Texte source ▸
◆ ◆ ◆ ◆ ◆

Les troupes étaient de qualité médiocre. L'Algérie avait perdu
la Légion Étrangère avec ses 6 000 hommes entraînés à la
guerre d'Afrique, cédée à l'Espagne en 1835 par le duc de
Broglie. Le choléra de 1835 fit 2 300 victimes dans l'armée; 4 500
autres étaient indisponibles; d'autres maladies, paludisme et
dysenterie, éprouvaient les troupes. La proportion des différentes
armes était réglée d'après les principes adoptés pour la guerre
d'Europe et ne convenait pas au pays. Point de batteries de
montagne, trop peu de cavalerie, trop peu de génie et de train; des
voitures à quatre roues dans un pays sans routes alors qu'il aurait
fallu des mulets. L'état moral était mauvais; il y eut des cas
d'indiscipline, des mutineries même. Les discussions politiques
étaient fréquentes entre officiers et se terminaient souvent par
des duels. Enfin les méthodes de guerre n'étaient pas adaptées au
pays : " Nous nous obstinons, disait Walsin Esterhazy, à agir
par masse contre un pays qui n'a point d'obstacles à nous opposer;
nous nous lassons à chercher une résistance que nous ne
rencontrons jamais, à vouloir sans cesse saisir ce qui nous
échappe, à courir à pied après un ennemi à cheval. Ce n'est
point en cherchant à éloigner de nous l'ennemi, en essayant de
faire du mal à coups de canon à de légères lignes de tirailleurs
que nous parviendrons à le vaincre; ce n'est au contraire qu'en
cherchant le moyen de l'atteindre, en le saisissant corps à corps
et en le terrassant sur son propre terrain que nous en triompherons,
et c'est en lui prouvant que la fuite, son seul moyen de défense
contre nous, ne peut plus le dérober à nos coups que nous le
soumettrons. "

◆ ◆ ◆ ◆ ◆

Activités ▸
1 - Répondez à ces questions à partir du texte source :
(a) Combien de victimes le choléra de 1835 fit-il dans l'armée ?
(b) À quel pays la Légion étrangère fut-elle cédée en 1835 ?
(c) Comment se terminaient souvent les discussions politiques entre officiers ?
2 - Traduisez en anglais cette phrase du texte source : « L'état moral était mauvais; il y eut des cas d'indiscipline, des mutineries même. »
Les données proviennent d'une autre source que le texte.

Données sources ▸
◆ ◆ ◆ ◆ ◆

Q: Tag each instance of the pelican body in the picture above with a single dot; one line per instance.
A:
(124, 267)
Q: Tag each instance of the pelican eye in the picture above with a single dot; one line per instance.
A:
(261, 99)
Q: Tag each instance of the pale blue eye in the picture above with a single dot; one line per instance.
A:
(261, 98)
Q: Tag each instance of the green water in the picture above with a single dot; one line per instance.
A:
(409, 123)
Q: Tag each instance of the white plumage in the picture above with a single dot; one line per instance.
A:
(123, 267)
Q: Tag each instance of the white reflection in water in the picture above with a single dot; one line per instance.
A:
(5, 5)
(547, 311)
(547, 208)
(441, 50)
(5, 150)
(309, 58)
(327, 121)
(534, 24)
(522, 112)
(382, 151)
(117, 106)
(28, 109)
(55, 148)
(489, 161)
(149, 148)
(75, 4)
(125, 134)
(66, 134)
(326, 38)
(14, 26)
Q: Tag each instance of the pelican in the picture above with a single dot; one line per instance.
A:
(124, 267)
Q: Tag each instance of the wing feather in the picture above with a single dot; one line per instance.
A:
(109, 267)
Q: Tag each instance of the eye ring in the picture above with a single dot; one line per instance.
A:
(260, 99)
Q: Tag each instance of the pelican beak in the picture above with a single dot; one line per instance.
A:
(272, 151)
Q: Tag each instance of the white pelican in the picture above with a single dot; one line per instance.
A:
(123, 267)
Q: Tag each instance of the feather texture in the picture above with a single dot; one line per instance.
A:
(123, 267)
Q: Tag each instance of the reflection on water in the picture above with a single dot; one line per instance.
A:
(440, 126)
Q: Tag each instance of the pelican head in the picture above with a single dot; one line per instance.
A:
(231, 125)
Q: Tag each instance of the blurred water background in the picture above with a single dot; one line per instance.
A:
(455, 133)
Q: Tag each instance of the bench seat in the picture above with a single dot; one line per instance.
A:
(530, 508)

◆ ◆ ◆ ◆ ◆

Réponses dans l'ordre ▸
1 -
(a) 2 300 victimes.
(b) À l'Espagne.
(c) Par des duels.

2 - Morale was poor; there were cases of indiscipline, even mutinies.